Page extract:
+ + + + +

Based on the test set (Figure 1), there is an observed correlation between the predicted and actual values with R2 value of 0.67. Both curves follow each other closely and an acceptable mean absolute error of 18.917 (<1 SD of 47.704 for the test set distribution). This implies that our RF model is moderately accurate at predicting the LV mass.
Based on the train set (Figure 2), basal metabolic rate (BMR) was the most important feature in determining the LV structure due to its greatest average impact on the model output, as indicated by the mean absolute SHAP values. Other features such as appendicular lean mass (ALM) were found to have unimportant as their mean SHAP values were zero. As a more informative alternative, Figure 3 describes the relationship between the features and their global impact based on the computed SHAP values for each instance. For example, higher BMR contributed to a larger LV mass, showing positive correlation. This is because a high BMR feature value (in red) maps to a higher positive SHAP value, which is equivalent to the positive change in value from the expected LV mass prediction for that observation. On the other hand, a low BMR feature value (in blue) generally maps to a lower SHAP value that falls within the left distribution, where most of them correspond to a negative contribution to the expected output.
Based on the test set (Figure 4), the SHAP TreeExplainer visually provides local interpretability to a model’s prediction for an individual patient in two related flavours. Figure 4A can be thought of as the decomposed version of Figure 4B, detailing the model’s decision in a sequential manner. This is because each of the feature contribution can be independently calculated using SHAP values and then summed up to give the final prediction. For example, when predicting the LV mass for Patient #6, a BMR feature value of 1516 contributed a corresponding SHAP value of 13.04, resulting in a final predicted LV mass of 132. It can also be observed that the effect of BMR for this patient outweighs other weaker positive factors [e.g. Lean T and arm mass (Lean LA)] and negative factors [e.g. skeletal muscle mass (SMM) and body fat mass (BFM)].
Individual force plots can also be combined to produce stacked SHAP explanations, which can be arranged according to their original ordering (Figure 5) or clustering similarity (Supplementary material online, Figure SA). Based on the test set, Figure 5 resembles the line plot for the predicted values in Figure 1, where the vertical axis describes the predicted LV mass by the RF Regressor while the horizontal axis shows the original patient ordering. Each band width implies the magnitude (i.e. effect) of physical parameters (higher in red; lower in blue) towards prediction of their LV structure. Again, using Patient #6 as an example, BMR was observed to be the single predominant positive factor on LV mass, outweighing other weaker positive factors and negative factors. In contrast, LV mass in Patient #11 was predicted jointly by several positive factors (e.g. SMM, BMR, Lean T). This suggests that intervening on these prominent physical functional parameters (in red) would more likely improve the cardiac health state of Patient #11, as opposed to Patient #6 who has less deterministic parameters.
A heatmap plot with the same clustering order, yielding the same curve can also be presented (Supplementary material online, Figure SA). In both figures, clinicians can see that Patients #6, #8, and #12 were grouped as similar instances (renamed as instances 1, 2, and 3, respectively) due to their comparable features after clustering. The clinicians can therefore infer that these patients in the same subgroup can be characterized as having similarly high BMR as the main contributor to their poor cardiac outcome, which also suggests activities that can lower their BMR may be effective for this group of patients.
Discussion
In this exploratory work, we demonstrated the utility of SHAP to enhance interpretation of factors associated with physical activity and cardiac structure.

+ + + + +

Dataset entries
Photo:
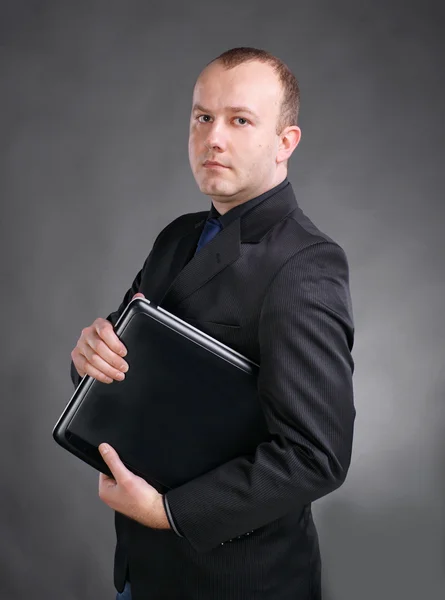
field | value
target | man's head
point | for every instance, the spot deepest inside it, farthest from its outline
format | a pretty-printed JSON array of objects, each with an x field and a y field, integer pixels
[{"x": 254, "y": 147}]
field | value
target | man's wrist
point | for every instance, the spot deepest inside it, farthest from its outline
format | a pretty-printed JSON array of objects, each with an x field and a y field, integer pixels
[{"x": 170, "y": 516}]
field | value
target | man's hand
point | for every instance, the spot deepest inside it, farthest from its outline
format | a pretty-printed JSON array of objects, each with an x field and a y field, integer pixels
[
  {"x": 129, "y": 494},
  {"x": 99, "y": 352}
]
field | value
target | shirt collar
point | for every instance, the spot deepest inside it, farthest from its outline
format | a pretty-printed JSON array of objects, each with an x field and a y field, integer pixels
[{"x": 241, "y": 209}]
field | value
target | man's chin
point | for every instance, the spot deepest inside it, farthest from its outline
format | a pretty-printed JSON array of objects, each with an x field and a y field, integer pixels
[{"x": 215, "y": 188}]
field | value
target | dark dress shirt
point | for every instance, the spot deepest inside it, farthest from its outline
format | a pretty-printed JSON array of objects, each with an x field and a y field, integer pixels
[{"x": 226, "y": 219}]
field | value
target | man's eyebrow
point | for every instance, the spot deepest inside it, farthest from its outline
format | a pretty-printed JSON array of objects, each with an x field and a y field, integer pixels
[{"x": 229, "y": 108}]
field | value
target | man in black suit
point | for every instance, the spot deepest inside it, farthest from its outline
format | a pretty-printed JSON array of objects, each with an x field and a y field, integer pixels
[{"x": 258, "y": 275}]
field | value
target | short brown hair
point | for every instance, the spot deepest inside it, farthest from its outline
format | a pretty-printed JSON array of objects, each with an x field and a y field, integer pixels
[{"x": 290, "y": 105}]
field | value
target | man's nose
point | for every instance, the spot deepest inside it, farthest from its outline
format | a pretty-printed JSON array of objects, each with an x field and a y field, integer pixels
[{"x": 216, "y": 137}]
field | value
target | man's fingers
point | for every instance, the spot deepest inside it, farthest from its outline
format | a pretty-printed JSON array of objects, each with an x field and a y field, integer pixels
[
  {"x": 104, "y": 359},
  {"x": 114, "y": 463},
  {"x": 106, "y": 333}
]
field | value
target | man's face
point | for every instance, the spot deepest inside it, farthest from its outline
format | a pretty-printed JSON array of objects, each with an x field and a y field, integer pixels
[{"x": 221, "y": 131}]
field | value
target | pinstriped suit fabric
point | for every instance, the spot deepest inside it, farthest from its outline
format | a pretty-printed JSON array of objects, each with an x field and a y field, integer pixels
[{"x": 275, "y": 288}]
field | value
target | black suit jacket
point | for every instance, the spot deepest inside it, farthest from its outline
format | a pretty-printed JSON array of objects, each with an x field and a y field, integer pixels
[{"x": 275, "y": 288}]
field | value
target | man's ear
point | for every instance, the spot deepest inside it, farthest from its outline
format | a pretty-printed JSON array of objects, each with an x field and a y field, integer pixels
[{"x": 289, "y": 139}]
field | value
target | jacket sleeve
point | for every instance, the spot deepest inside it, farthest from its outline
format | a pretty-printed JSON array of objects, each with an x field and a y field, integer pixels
[
  {"x": 114, "y": 316},
  {"x": 305, "y": 389}
]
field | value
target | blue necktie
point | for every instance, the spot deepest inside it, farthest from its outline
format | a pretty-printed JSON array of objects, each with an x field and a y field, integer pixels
[{"x": 211, "y": 228}]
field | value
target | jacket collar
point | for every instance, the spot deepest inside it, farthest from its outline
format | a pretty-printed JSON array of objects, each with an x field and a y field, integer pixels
[{"x": 191, "y": 271}]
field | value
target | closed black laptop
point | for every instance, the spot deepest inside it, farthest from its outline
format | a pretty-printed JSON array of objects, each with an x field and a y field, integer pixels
[{"x": 188, "y": 403}]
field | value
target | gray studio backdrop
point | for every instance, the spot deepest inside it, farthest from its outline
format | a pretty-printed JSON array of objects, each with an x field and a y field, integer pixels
[{"x": 94, "y": 108}]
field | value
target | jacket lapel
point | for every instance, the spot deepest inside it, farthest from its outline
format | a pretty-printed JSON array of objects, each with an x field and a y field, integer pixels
[
  {"x": 189, "y": 272},
  {"x": 215, "y": 256}
]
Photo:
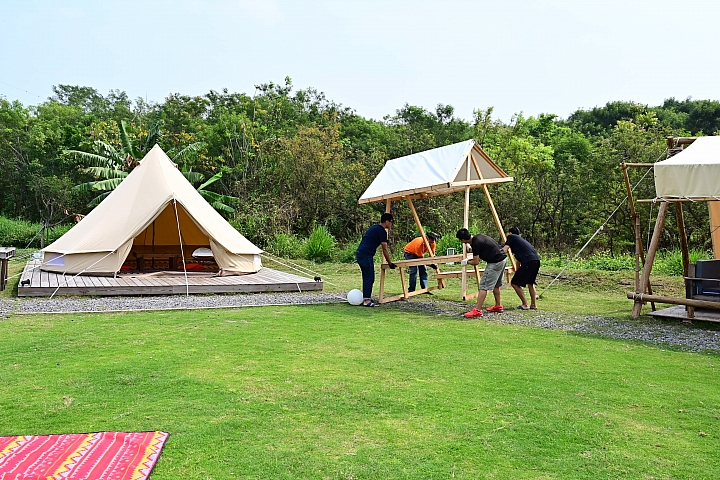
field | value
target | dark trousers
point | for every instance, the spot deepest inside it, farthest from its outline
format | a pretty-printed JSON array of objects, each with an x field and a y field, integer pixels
[
  {"x": 414, "y": 271},
  {"x": 367, "y": 267}
]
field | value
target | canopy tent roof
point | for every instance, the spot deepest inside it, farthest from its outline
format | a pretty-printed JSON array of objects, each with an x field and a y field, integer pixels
[
  {"x": 434, "y": 172},
  {"x": 692, "y": 173},
  {"x": 155, "y": 197}
]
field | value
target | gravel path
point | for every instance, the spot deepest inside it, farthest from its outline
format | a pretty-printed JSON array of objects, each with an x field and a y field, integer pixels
[{"x": 696, "y": 337}]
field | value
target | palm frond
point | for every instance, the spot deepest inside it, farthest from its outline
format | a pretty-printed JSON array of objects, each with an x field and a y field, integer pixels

+ + + + +

The task: Quote the stretch of the SHAP excerpt from "A heatmap plot" through "and cardiac structure.".

Answer to the problem:
A heatmap plot with the same clustering order, yielding the same curve can also be presented (Supplementary material online, Figure SA). In both figures, clinicians can see that Patients #6, #8, and #12 were grouped as similar instances (renamed as instances 1, 2, and 3, respectively) due to their comparable features after clustering. The clinicians can therefore infer that these patients in the same subgroup can be characterized as having similarly high BMR as the main contributor to their poor cardiac outcome, which also suggests activities that can lower their BMR may be effective for this group of patients.
Discussion
In this exploratory work, we demonstrated the utility of SHAP to enhance interpretation of factors associated with physical activity and cardiac structure.